▸ **Exercise tasks**
1. Reproduce the part of the Kensington Palace post from "Kensington Palace near" up to and including "gates and boundaries.".
2. According to the Kensington Palace post, about how many rooms does the palace complex have?

▸ **Document passage**
====
KENSINGTON PALACE AND ORANGERY: GREAT VISIT. INTERESTING TOUR. FABULOUS AFTERNOON TEA!





Kensington Palace London (12)
Kensington Palace near entrance to the exhibit area



Afternoon tea at the Orangery Kensington Palace London (2)
The Orangery at Kensington Palace
Afternoon tea at the Orangery Kensington Palace London (4)
The Orangery at Kensington Palace
Probably best known as the place that Princess Diana was living when she tragically died, and had been since her marriage and separation from Prince Charles, Kensington Palace is actually a massive complex with some 700 rooms and many parts of the Royal Family have or are living there. So it is not so much as a palace as a gated housing development!

When people live in the Palace it seems they have a number of rooms, and the residential parts are the ones that cannot easily been seen from the gates and boundaries.


The Palace itself is extremely old, not surprisingly, and in addition to being known as the home of Princess Diana was also the home of Princess Margaret ( whose very 60s style decoration is apparently still in place and the rooms are going to be open to the public as part of a major Kensington Palace 2012 revamp currently under way. Some of Queen Elizabeth's cousins qnd their families live there still.


The grounds of the palace are not huge, but in a great location surrounded by Kensington Gardens. In the actual grounds is a beautiful formal garden and then large lawns with a large and very beautiful Organery building that houses a restaurant that as well as serving lunch, serves various afternoon tea options.. These involve tier holders with sandwiches, cakes and scones and different teas. We were given gift vouchers as a birthday gift which gave us entry to the "Enchanted Palace" exhibition and champagne afternoon tea at the Orangery.
====
[Collected data]

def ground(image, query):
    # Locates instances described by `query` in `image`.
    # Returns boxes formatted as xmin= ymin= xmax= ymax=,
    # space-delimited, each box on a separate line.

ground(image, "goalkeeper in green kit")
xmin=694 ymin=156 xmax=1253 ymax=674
====
▸ **Responses in order**
1.
Kensington Palace near entrance to the exhibit area



Afternoon tea at the Orangery Kensington Palace London (2)
The Orangery at Kensington Palace
Afternoon tea at the Orangery Kensington Palace London (4)
The Orangery at Kensington Palace
Probably best known as the place that Princess Diana was living when she tragically died, and had been since her marriage and separation from Prince Charles, Kensington Palace is actually a massive complex with some 700 rooms and many parts of the Royal Family have or are living there. So it is not so much as a palace as a gated housing development!

When people live in the Palace it seems they have a number of rooms, and the residential parts are the ones that cannot easily been seen from the gates and boundaries.

2. Some 700 rooms.